*** DATA SUPPLIED ***

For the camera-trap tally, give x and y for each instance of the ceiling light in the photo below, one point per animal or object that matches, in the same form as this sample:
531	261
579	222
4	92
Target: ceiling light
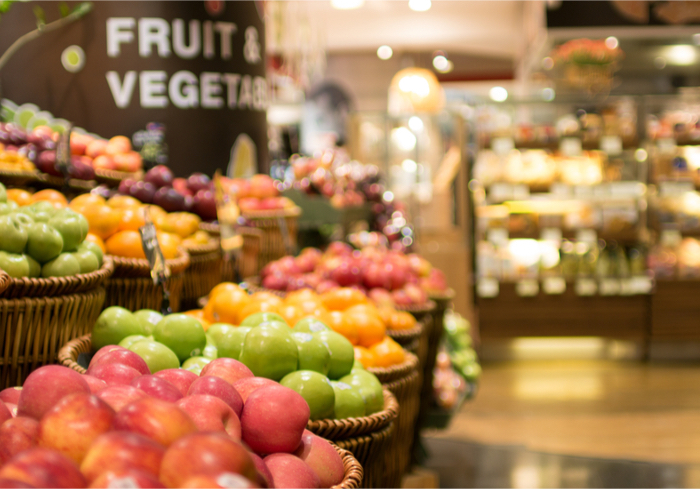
419	5
681	54
385	52
612	42
347	4
498	94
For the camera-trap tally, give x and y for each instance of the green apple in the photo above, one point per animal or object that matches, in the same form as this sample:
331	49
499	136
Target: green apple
72	226
113	325
149	318
349	403
44	243
217	330
270	352
310	324
131	339
342	353
196	364
316	390
156	355
94	248
230	343
14	233
181	333
369	387
261	317
15	264
313	353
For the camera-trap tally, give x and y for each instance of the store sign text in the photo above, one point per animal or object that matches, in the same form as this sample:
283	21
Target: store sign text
184	89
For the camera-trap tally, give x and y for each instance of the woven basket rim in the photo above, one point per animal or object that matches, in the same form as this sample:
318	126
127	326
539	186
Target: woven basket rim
352	427
352	476
37	287
139	267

*** End of DATA SUPPLIED ***

▸ **WORK TO BE COMPLETED**
What is needed is an exact reproduction of the data, pictures excluded.

▸ **EXERCISE SOLUTION**
For the camera-trap tally, give x and y for each instance of the ceiling light in the photo below, one point per animal or object that matches, in the same form as this sample:
531	261
579	222
4	92
Target: ceiling light
419	5
681	54
385	52
612	42
347	4
498	94
For the camera-trap tally, give x and y for each instance of the green apple in the photo above, one point per animal or object that matches, in the same form as this sample:
331	49
499	136
Target: green apple
72	226
113	325
149	318
349	403
44	243
217	330
270	352
310	324
131	339
342	353
196	364
316	390
156	355
94	248
230	343
14	233
181	333
369	387
261	317
15	264
313	353
For the camera-trap tally, give x and y for each instance of the store sign text in the photo above, one point per animal or object that matches, in the same form as this sample:
283	21
Target: store sign text
184	89
For the camera-trap tally, give x and y for each instance of the woven basket rim in the photo above, one point per animal or object that matches, in the same form as this sample:
318	126
127	326
539	186
Target: woven basket rim
352	427
352	476
37	287
139	267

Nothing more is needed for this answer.